DATA EXCERPTS start

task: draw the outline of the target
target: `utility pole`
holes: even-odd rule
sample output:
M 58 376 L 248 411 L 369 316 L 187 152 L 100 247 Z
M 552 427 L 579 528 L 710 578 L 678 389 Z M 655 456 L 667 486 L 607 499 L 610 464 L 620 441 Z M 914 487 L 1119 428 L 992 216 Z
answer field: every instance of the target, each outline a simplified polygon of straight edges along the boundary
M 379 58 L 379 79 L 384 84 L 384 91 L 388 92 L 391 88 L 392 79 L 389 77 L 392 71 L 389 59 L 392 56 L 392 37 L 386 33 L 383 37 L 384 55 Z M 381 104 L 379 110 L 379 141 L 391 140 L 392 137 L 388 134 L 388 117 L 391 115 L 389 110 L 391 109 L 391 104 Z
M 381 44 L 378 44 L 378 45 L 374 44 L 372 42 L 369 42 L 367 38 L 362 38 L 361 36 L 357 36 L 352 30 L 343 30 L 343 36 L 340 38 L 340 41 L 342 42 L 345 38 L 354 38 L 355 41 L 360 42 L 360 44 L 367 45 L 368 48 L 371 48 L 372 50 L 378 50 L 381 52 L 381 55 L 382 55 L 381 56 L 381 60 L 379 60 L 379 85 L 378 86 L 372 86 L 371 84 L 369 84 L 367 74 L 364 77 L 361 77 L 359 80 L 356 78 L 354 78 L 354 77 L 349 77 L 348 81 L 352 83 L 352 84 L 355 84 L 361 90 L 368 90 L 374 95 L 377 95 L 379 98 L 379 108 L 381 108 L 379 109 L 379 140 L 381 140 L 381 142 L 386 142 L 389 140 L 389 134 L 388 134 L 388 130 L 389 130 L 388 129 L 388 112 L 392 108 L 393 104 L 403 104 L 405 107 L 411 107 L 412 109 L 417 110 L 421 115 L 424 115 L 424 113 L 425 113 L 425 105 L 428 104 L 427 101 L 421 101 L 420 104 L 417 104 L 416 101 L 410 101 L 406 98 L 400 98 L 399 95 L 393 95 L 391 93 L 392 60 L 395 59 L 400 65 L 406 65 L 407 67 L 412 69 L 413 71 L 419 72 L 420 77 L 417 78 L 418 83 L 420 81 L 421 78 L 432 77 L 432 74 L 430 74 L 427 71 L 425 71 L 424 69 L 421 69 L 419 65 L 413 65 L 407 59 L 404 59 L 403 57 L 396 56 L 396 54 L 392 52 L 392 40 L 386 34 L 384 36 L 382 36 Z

DATA EXCERPTS end

Please give back all of the records exactly as written.

task: draw the outline of the target
target: `utility pole`
holes: even-odd rule
sample output:
M 58 376 L 248 411 L 369 316 L 187 152 L 100 247 Z
M 552 427 L 579 528 L 710 578 L 678 389 Z M 655 456 L 667 486 L 607 499 L 610 464 L 620 441 Z M 914 487 L 1119 428 L 992 216 Z
answer field: every instance of the target, each outline a simplified polygon of straight edges along the boundary
M 379 58 L 379 79 L 384 84 L 384 91 L 388 92 L 391 88 L 392 79 L 389 77 L 392 71 L 389 59 L 392 56 L 392 37 L 386 33 L 383 37 L 384 55 Z M 381 104 L 379 110 L 379 141 L 391 140 L 392 137 L 388 134 L 388 117 L 391 115 L 389 110 L 391 109 L 391 104 Z
M 381 44 L 378 44 L 378 45 L 374 44 L 372 42 L 369 42 L 367 38 L 362 38 L 361 36 L 357 36 L 352 30 L 343 30 L 343 36 L 340 38 L 340 41 L 342 42 L 345 38 L 354 38 L 355 41 L 360 42 L 360 44 L 367 45 L 368 48 L 371 48 L 372 50 L 378 50 L 381 52 L 381 55 L 382 55 L 381 56 L 381 60 L 379 60 L 379 85 L 378 86 L 372 86 L 371 84 L 369 84 L 367 74 L 364 77 L 361 77 L 359 80 L 356 78 L 354 78 L 354 77 L 349 77 L 348 81 L 352 83 L 352 84 L 355 84 L 361 90 L 368 90 L 374 95 L 377 95 L 379 98 L 379 108 L 381 108 L 379 109 L 379 140 L 381 140 L 381 142 L 386 142 L 389 140 L 389 134 L 388 134 L 388 130 L 389 130 L 388 129 L 388 112 L 392 108 L 393 104 L 403 104 L 405 107 L 411 107 L 412 109 L 417 110 L 421 115 L 424 115 L 424 113 L 425 113 L 425 105 L 428 104 L 427 101 L 421 101 L 420 104 L 417 104 L 416 101 L 410 101 L 406 98 L 400 98 L 399 95 L 393 95 L 391 93 L 392 60 L 395 59 L 400 65 L 406 65 L 407 67 L 412 69 L 413 71 L 419 72 L 420 77 L 417 78 L 418 83 L 420 81 L 421 78 L 432 77 L 432 74 L 430 74 L 427 71 L 425 71 L 424 69 L 421 69 L 419 65 L 413 65 L 407 59 L 404 59 L 403 57 L 396 56 L 396 54 L 392 52 L 392 40 L 386 34 L 384 36 L 382 36 Z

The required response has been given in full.